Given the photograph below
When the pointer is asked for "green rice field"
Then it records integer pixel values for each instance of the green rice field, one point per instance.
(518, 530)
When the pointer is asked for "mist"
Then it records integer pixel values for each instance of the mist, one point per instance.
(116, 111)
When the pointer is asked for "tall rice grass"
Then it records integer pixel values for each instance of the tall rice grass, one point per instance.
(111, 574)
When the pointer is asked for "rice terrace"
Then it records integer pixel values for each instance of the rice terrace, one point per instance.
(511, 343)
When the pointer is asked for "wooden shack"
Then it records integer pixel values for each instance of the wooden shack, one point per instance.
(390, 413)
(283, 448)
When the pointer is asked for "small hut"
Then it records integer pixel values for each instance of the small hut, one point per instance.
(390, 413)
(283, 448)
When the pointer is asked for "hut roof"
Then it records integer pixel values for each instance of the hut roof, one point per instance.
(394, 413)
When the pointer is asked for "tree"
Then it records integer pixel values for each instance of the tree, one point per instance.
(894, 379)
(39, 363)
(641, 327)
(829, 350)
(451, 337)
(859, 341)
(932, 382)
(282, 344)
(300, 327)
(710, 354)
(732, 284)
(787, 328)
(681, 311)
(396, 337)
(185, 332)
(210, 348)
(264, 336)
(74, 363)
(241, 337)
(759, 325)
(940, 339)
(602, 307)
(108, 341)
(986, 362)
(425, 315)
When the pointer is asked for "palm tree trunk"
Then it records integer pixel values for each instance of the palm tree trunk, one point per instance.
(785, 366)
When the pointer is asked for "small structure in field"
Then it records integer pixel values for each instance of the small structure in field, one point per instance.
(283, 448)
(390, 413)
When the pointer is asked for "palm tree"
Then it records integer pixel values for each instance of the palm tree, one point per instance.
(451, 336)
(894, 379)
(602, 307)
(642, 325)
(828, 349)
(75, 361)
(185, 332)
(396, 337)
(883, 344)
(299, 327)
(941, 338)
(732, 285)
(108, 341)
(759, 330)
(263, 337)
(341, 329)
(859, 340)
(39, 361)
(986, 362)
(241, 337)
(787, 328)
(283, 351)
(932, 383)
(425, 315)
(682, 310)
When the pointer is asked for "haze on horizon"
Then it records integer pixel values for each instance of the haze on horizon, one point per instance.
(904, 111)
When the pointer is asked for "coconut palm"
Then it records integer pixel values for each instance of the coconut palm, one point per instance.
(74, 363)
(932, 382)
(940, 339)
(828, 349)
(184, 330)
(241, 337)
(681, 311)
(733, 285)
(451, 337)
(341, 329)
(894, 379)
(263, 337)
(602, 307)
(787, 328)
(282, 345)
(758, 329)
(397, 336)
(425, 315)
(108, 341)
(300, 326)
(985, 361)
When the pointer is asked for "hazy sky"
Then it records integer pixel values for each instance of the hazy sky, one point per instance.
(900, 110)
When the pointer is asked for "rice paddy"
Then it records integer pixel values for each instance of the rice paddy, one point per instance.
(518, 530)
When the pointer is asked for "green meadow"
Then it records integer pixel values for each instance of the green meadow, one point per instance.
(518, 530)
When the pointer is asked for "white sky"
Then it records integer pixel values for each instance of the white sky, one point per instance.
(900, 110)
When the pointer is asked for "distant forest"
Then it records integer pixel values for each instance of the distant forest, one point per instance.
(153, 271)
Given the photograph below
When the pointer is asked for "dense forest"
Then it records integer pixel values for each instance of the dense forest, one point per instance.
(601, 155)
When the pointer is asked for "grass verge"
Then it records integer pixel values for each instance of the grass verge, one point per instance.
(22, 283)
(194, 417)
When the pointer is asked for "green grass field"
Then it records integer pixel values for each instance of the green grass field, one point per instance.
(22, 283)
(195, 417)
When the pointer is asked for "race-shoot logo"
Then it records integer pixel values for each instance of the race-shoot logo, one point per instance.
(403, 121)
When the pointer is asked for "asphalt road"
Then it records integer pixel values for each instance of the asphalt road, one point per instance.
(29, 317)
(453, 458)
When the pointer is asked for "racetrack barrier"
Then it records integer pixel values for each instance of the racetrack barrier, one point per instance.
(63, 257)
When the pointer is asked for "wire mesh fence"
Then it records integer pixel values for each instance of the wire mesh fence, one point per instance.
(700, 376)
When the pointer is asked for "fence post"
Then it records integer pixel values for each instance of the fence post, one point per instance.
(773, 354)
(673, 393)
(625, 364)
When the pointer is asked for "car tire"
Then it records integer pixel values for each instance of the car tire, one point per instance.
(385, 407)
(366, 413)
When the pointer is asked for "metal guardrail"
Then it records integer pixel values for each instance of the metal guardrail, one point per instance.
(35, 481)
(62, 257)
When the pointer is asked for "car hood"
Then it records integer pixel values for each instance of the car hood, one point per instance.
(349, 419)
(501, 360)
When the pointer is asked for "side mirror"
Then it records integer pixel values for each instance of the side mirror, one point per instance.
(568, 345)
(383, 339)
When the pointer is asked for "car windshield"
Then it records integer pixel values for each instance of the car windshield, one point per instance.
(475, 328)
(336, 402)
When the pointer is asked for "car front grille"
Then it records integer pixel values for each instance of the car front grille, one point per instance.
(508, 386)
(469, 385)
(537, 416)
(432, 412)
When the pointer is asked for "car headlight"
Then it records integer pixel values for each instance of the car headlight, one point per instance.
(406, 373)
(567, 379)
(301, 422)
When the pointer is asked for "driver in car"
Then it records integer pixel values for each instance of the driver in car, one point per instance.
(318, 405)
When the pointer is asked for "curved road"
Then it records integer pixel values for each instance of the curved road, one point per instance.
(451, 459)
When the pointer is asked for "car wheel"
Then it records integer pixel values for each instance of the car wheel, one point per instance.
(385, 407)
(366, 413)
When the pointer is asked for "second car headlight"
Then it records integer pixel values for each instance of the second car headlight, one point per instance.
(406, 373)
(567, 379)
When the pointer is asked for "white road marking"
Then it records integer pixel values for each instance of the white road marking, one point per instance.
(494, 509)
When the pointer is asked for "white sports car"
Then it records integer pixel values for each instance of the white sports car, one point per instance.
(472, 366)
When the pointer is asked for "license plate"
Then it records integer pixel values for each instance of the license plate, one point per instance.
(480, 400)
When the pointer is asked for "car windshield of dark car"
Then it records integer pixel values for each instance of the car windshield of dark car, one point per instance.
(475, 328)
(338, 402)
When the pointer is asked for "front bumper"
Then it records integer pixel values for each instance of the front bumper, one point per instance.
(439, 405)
┄┄┄┄┄┄┄┄┄┄
> WHAT THE TASK REQUIRES: Give the listing again, word for word.

> FINISHED ANSWER:
Given the photograph below
When the pointer is asked for "green rice field"
Then it records integer pixel values for each instance of the green rice field, one point per instance.
(518, 530)
When the pointer is asked for "mist"
Then it records integer pixel values for each instance of the mist, one point per instance.
(116, 111)
When the pointer is asked for "tall rice grass"
Then it records integer pixel values for each instance of the tall rice grass, one point per instance.
(111, 574)
When the pointer is asked for "rice terrace"
Then it records integer pixel values for each instance of the rice terrace, one point per instance.
(511, 343)
When the pointer is asked for "wooden shack"
Then it records integer pixel values for each instance of the wooden shack, one point per instance.
(390, 413)
(283, 448)
When the pointer is asked for "small hut"
Then it records integer pixel values for each instance of the small hut, one point per instance.
(390, 413)
(283, 448)
When the pointer is asked for "hut roof"
Then it records integer pixel values for each instance of the hut roof, one point per instance.
(394, 413)
When the pointer is asked for "tree"
Then it records integer pixel values for each instance of the tree, one point per instance.
(894, 379)
(39, 363)
(641, 327)
(829, 350)
(451, 337)
(859, 341)
(932, 382)
(282, 344)
(300, 327)
(710, 354)
(732, 284)
(787, 328)
(681, 311)
(396, 337)
(185, 332)
(210, 348)
(264, 336)
(74, 363)
(241, 337)
(759, 325)
(940, 339)
(602, 307)
(108, 341)
(986, 362)
(425, 315)
When the pointer is asked for "palm tree trunk"
Then it records integer pixel values for each instance of the palm tree trunk, one point per instance.
(785, 366)
When the pointer is asked for "small structure in field"
Then it records integer pixel values for each instance of the small structure in field, one point per instance.
(283, 448)
(390, 413)
When the pointer is asked for "palm tree"
Then it records integer pixel values for each instance of the palm tree, one point per instance.
(451, 336)
(894, 379)
(602, 307)
(642, 325)
(828, 349)
(75, 361)
(185, 332)
(396, 337)
(883, 344)
(299, 327)
(941, 338)
(732, 285)
(108, 341)
(759, 330)
(263, 337)
(341, 329)
(859, 340)
(39, 361)
(986, 362)
(241, 337)
(787, 328)
(283, 351)
(932, 383)
(425, 315)
(682, 310)
When the pointer is asked for "haze on horizon"
Then it records integer pixel values for each instance of the haze on horizon, one point per instance.
(904, 111)
When the pointer is asked for "coconut palm"
Then it records integer pixel values for each instance of the coconut palm, one point per instance.
(74, 363)
(932, 382)
(940, 339)
(828, 349)
(184, 330)
(241, 337)
(681, 311)
(733, 285)
(451, 337)
(341, 329)
(894, 379)
(263, 337)
(602, 307)
(787, 328)
(282, 345)
(758, 329)
(397, 336)
(425, 315)
(108, 341)
(300, 326)
(985, 361)
When the pointer is asked for "hazy sky"
Then it records integer pixel values for each instance of the hazy sky, one point per instance.
(900, 110)
When the pointer is asked for "rice paddy"
Then it records integer pixel values for each instance of the rice paddy, one point per instance.
(518, 530)
When the pointer is asked for "green meadow"
Then it records integer pixel values for each instance of the green meadow, one point per instance.
(518, 530)
When the pointer is asked for "white sky"
Then it records integer pixel values for each instance of the white sky, one point per instance.
(900, 110)
When the pointer is asked for "distant forest"
Then it records integer pixel values for each instance of the distant forest, one point per instance.
(153, 271)
Given the photograph below
When the pointer is asked for "dense forest"
Then it records integer pixel values for each instance of the dense forest, one point per instance.
(601, 155)
When the pointer is asked for "grass verge"
Then it records integer pixel values for each instance of the grass verge, one point per instance.
(22, 283)
(194, 417)
When the pointer is asked for "green grass field"
Then it records integer pixel values for each instance of the green grass field, one point per instance.
(22, 283)
(195, 417)
When the pointer is asked for "race-shoot logo"
Then it records integer pixel values for each instance of the race-shoot logo, one point per instance.
(403, 121)
When the pointer is asked for "asphalt road"
Then it records integer pixel values for each instance of the asphalt road, one point per instance.
(29, 317)
(453, 458)
When the pointer is asked for "racetrack barrier"
Then it records integer pixel values for each instance of the racetrack barrier, one point per instance.
(63, 257)
When the pointer is asked for "wire mesh fence"
Then it records integer pixel values for each instance of the wire mesh fence, one point per instance.
(700, 376)
When the pointer is asked for "fence post"
Then it records integer pixel values for each instance of the fence post, one point per instance.
(773, 354)
(673, 393)
(625, 364)
When the pointer is asked for "car tire"
Then it records integer pixel values for each instance of the car tire, one point per instance.
(385, 407)
(366, 413)
When the pointer is asked for "metal guardrail"
Then it records integer pixel values for each instance of the metal guardrail, one point per instance.
(35, 481)
(62, 257)
When the pointer is asked for "car hood"
Then it records integer pixel values for each instance of the car hood, one point per instance.
(349, 419)
(501, 360)
When the pointer is asked for "side mirror"
Then it records integer pixel values for each instance of the side mirror, one point per instance.
(568, 345)
(383, 339)
When the pointer is asked for "car windshield"
Then it records integer pixel values for each instance of the car windshield, one point per instance.
(475, 328)
(336, 402)
When the pointer is asked for "car front grille"
Then it records integer pixel values for each instance of the car front grille, one point per instance.
(508, 386)
(469, 385)
(537, 416)
(432, 412)
When the pointer is asked for "car headlight"
Then it records integer pixel values for each instance of the car headlight, one point per instance.
(406, 373)
(567, 379)
(301, 422)
When the pointer is asked for "driver in car"
Then it records integer pixel values for each instance of the driver in car, one point per instance.
(318, 405)
When the pointer is asked for "curved road"
Then it records integer pixel values for each instance of the curved road, one point per instance.
(451, 459)
When the pointer is asked for "car wheel"
Then it records integer pixel values for each instance of the car wheel, one point per instance.
(385, 407)
(366, 413)
When the pointer is asked for "second car headlight"
Then it records integer pixel values for each instance of the second car headlight, one point per instance.
(406, 373)
(567, 379)
When the pointer is asked for "white road marking"
Then it records integer pixel values for each instance of the white road marking, one point per instance.
(494, 509)
When the pointer is asked for "white sports car"
Then it records integer pixel values for each instance of the white sports car, one point per instance.
(472, 366)
When the pointer is asked for "license plate"
Then it records integer pixel values for each instance of the license plate, one point per instance.
(480, 400)
When the pointer is asked for "car windshield of dark car"
Then it records integer pixel values for each instance of the car windshield of dark car, one point per instance.
(475, 328)
(338, 402)
When the pointer is asked for "front bumper"
Then it records integer pixel values for each instance of the front bumper, one point per instance.
(439, 405)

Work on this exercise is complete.